### Document segment
4 Types Of Questions To Ask A Mentor
To break the ice, have your mentor tell a story from his or her own career. Hey, everybody likes to talk about themselves! For example, you could inquire: “How did you get to where you are today?” or “How did you land your current role?” But you could also ask more specific questions that address your career objectives and concerns. Some questions to consider:
• Was there a time you messed up and felt like you’d failed? How did you bounce back?
• How did you learn to embrace risk-taking?
• Tell me about a recent business setback. How did you recover?
• Think back to five years ago. Did you envision your career as it is today?
• Was there ever a role you applied for and landed, but weren't 100% qualified to do? How did you proceed?
• What do you wish you had known before taking your first management role?
• Which leadership skills were the most difficult to develop?
• Can you tell me about a time when you had a difficult boss? How did you handle the situation?

### Data excerpts
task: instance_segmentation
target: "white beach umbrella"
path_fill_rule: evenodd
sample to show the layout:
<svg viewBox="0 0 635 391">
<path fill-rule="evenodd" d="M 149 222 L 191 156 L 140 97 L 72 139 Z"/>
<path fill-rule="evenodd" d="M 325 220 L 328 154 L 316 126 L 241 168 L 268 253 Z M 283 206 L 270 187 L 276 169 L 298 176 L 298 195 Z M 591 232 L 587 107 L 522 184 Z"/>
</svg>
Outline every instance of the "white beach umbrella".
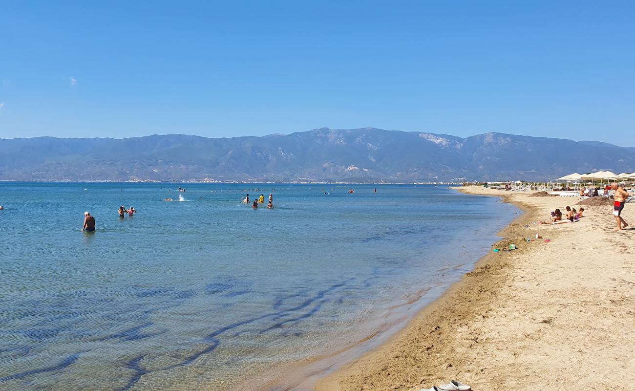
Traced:
<svg viewBox="0 0 635 391">
<path fill-rule="evenodd" d="M 563 177 L 559 177 L 556 181 L 579 181 L 582 175 L 580 175 L 577 172 L 574 172 L 573 174 L 570 174 L 569 175 L 566 175 Z"/>
</svg>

### Task requirements
Rewrite the section of the mentor-questions text that opens with "4 Types Of Questions" and closes with "it is today?", putting "failure" in place of "setback". Treat the listing as unrelated to the work here.

### Solved exercise
4 Types Of Questions To Ask A Mentor
To break the ice, have your mentor tell a story from his or her own career. Hey, everybody likes to talk about themselves! For example, you could inquire: “How did you get to where you are today?” or “How did you land your current role?” But you could also ask more specific questions that address your career objectives and concerns. Some questions to consider:
• Was there a time you messed up and felt like you’d failed? How did you bounce back?
• How did you learn to embrace risk-taking?
• Tell me about a recent business failure. How did you recover?
• Think back to five years ago. Did you envision your career as it is today?